======== Given passage

F759 – Spotlight on CMS Pharmacy Deficiencies

F759 is a deficiency that long term care facilities can receive for a medication error rate of >5%.  Compared to F758 and some of the other pharmacy services deficiencies, this tag is rarely cited.

How Would F759 be Cited?

With the medication error rate deficiency, in the rare situations where I have seen it cited, the surveyor would typically watch medication administration.  If the surveyor deemed that the individual administer medications made multiple errors that equated to a rate of greater than 5%, the facility could be cited for this deficiency.  If the surveyor had concerns that a nurse administering medications, this may tip them off to watch a little closer and consider citing this tag.

What Medications Can be Cited Under F759?

This pharmacy services deficiency does not have to be in relation to prescription medications.  Any supplement or over-the-counter medication can be used in the calculation of the 5% medication error rate.

Example F759

The one…and only one example I definitively remember was with regards to a medication pass.  The error involved numerous medications which were being crushed and those medications should not have been.  Two specific medications I remember being cited in this tag was enteric coated aspirin being inappropriately crushed.  There were a few other errors with administration, but the other one that comes to mind was the use of an oral bisphosphonate that was being given with food.  These medications (alendronate (Fosamax), ibandronate (Boniva), risedronate (Actonel)) should not be given with other medications and should only be given with plain water.  This is due to the fact that they drug binds other nutrients and medications.  Therefore the drug is not adequately absorbed into the body and has no effect.  In a patient with osteoporosis, not getting benefit from the medication could be a significant concern.

================
======== Provided data

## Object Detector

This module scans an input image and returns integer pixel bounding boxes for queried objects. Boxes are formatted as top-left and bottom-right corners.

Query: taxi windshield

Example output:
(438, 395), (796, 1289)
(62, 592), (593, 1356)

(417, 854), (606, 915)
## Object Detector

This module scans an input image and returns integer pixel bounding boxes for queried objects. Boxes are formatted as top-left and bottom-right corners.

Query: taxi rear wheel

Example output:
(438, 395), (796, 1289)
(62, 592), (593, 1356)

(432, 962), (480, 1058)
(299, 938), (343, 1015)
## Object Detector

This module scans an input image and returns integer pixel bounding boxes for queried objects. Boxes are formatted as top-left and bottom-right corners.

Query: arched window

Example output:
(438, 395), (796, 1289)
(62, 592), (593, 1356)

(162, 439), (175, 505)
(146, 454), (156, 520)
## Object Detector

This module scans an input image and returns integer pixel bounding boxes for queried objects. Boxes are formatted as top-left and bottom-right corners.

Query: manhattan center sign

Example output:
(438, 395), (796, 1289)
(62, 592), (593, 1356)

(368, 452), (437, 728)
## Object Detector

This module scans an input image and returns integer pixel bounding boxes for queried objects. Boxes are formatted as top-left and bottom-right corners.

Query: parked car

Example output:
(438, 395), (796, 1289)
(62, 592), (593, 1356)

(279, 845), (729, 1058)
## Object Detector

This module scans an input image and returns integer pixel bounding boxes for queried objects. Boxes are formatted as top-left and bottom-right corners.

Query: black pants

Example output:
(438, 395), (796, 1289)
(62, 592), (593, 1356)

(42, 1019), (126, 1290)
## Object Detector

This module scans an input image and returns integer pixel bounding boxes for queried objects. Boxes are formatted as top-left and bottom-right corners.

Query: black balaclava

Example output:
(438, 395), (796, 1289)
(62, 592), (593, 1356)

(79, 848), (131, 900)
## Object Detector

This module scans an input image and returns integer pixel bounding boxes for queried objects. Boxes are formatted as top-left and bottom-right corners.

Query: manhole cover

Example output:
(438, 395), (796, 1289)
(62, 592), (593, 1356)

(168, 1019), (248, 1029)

================

» **Work task 1**
Write out the part of the F759 article that begins with the words containing "F759 is a deficiency" and ends with "Cited Under F759?".
» **Work task 2**
According to the F759 article, what should oral bisphosphonates such as alendronate be given with?
Leave the rows aside; they have nothing to do with this work.

» **Result 1**
F759 is a deficiency that long term care facilities can receive for a medication error rate of >5%.  Compared to F758 and some of the other pharmacy services deficiencies, this tag is rarely cited.

How Would F759 be Cited?

With the medication error rate deficiency, in the rare situations where I have seen it cited, the surveyor would typically watch medication administration.  If the surveyor deemed that the individual administer medications made multiple errors that equated to a rate of greater than 5%, the facility could be cited for this deficiency.  If the surveyor had concerns that a nurse administering medications, this may tip them off to watch a little closer and consider citing this tag.

What Medications Can be Cited Under F759?

» **Result 2**
Only plain water.